> Trecho selecionado
▼▼▼

Público Brasil Histórias e notícias para a comunidade brasileira que vive ou quer viver em Portugal.
A língua portuguesa e o preconceito
Fabricar uma língua para superar preconceitos estruturais corresponde a tentar que o esperanto supere o inglês como língua internacional.
Os artigos da equipa do PÚBLICO Brasil são escritos na variante da língua portuguesa usada no Brasil.
Acesso gratuito: descarregue a aplicação PÚBLICO Brasil em Android ou iOS.
Minha mãe veio para o Brasil contava ela com 16 anos. Os pais a trouxeram. Moça inteligente, queria estudar. Meu avô não deixou. Uma mulher que estuda? Que bobagem! Para quê? Essa não arruma marido! Assim, para proteger o futuro de sua filha, condenou-a. Há amores que sufocam a liberdade. Casou-se, teve filhos, realizou-se como pôde no casamento. Repetia que "atrás de todo grande homem, há uma grande mulher". Anos depois, minha mãe assistiu às suas sobrinhas irem para a faculdade, mas sempre teve dificuldade em falar nesse assunto: o direito a ser mulher em uma sociedade machista que a coloca atrás do marido. E, talvez para não sofrer se pensasse muito no assunto, em seus comentários, naturalizava que essa suposta superioridade masculina: todos sabem que é assim, dizia.
Uma língua é o que fazemos com ela. Ao falar, as coletividades reproduzem os seus valores e a sua visão de mundo. Reproduzindo o cotidiano social e ético onde ela se exerce, a língua pode se carregar de preconceitos e visões estereotipadas. A língua portuguesa é preconceituosa na medida em que o são os seus falantes.
Também é verdade que as palavras reforçam comportamentos. Elas têm até o poder de mudá-los. A língua deveria ser a escolha não violenta para caminharmos como civilização. A metonímia se justifica: uma língua reflete o povo que dela faz uso, enquanto, ao mesmo tempo, ela lhe dá forma. Essa relação, porém, é muito mais complexa do que tem aparecido nas mídias sociais.
Assisto, um tanto preocupado, a esse clima fla-flu que se tornou a defesa de uma língua neutra. Negar que a língua portuguesa é tendenciosa nos seus valores é apenas tapar o sol com a peneira. Ela o é porque a sociedade faz uso dela para construir e manter a realidade dos seus preconceitos. E são muitos.

▲▲▲

Transcreva, sem qualquer alteração, o trecho do texto sobre a língua portuguesa e o preconceito que vai de "Também é verdade" até "E são muitos.".

> Conteúdo dos registros
▼▼▼

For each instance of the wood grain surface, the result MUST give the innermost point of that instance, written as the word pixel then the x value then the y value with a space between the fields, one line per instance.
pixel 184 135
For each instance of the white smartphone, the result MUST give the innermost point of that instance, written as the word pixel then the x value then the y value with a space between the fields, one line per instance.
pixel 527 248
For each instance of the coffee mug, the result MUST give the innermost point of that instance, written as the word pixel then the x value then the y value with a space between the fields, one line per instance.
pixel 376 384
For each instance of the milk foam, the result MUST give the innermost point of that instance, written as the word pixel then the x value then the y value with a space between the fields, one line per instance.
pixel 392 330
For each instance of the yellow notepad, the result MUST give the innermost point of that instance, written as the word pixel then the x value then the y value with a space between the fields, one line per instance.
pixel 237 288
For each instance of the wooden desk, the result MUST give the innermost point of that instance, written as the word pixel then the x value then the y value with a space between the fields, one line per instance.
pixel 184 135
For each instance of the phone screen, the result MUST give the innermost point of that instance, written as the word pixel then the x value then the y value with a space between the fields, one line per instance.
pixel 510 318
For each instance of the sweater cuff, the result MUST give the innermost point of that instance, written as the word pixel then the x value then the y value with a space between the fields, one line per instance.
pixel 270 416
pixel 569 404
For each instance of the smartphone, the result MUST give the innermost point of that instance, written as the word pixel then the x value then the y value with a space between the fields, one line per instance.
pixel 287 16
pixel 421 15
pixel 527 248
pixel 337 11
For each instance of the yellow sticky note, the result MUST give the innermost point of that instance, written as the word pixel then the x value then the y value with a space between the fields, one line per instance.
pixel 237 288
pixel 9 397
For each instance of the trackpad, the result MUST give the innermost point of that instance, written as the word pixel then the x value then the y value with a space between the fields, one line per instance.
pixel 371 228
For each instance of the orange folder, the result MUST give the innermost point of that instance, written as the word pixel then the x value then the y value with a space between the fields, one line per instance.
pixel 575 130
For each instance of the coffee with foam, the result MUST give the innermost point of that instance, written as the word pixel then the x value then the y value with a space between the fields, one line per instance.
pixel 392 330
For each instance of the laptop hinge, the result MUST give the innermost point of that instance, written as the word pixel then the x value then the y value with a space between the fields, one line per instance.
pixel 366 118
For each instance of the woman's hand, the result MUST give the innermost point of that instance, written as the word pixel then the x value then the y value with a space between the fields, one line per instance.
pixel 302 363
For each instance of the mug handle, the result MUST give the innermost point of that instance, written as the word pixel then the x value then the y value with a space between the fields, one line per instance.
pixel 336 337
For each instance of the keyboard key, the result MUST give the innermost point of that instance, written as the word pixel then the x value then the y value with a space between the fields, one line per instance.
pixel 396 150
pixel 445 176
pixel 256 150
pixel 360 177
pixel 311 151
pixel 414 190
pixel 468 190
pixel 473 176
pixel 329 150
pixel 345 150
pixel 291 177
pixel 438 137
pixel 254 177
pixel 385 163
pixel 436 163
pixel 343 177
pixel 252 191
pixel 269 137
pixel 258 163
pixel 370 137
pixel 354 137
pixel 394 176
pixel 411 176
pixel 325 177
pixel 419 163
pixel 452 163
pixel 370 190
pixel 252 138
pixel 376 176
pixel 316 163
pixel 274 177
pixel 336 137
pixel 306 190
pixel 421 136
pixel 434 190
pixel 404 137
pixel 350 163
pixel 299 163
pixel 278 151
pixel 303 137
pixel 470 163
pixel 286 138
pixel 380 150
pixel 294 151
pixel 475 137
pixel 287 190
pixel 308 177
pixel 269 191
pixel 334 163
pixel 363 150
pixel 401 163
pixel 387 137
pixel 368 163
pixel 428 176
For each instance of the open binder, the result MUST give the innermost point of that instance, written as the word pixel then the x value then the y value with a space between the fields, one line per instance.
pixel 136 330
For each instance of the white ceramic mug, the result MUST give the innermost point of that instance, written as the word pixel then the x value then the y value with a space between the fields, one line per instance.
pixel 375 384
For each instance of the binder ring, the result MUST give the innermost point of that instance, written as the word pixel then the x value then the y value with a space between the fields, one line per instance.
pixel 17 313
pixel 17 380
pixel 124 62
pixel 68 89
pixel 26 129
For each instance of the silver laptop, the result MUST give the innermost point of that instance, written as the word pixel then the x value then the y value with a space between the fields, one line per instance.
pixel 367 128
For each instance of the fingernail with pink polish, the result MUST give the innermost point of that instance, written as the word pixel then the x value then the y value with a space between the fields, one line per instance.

▲▲▲

> Solução do problema
Também é verdade que as palavras reforçam comportamentos. Elas têm até o poder de mudá-los. A língua deveria ser a escolha não violenta para caminharmos como civilização. A metonímia se justifica: uma língua reflete o povo que dela faz uso, enquanto, ao mesmo tempo, ela lhe dá forma. Essa relação, porém, é muito mais complexa do que tem aparecido nas mídias sociais.
Assisto, um tanto preocupado, a esse clima fla-flu que se tornou a defesa de uma língua neutra. Negar que a língua portuguesa é tendenciosa nos seus valores é apenas tapar o sol com a peneira. Ela o é porque a sociedade faz uso dela para construir e manter a realidade dos seus preconceitos. E são muitos.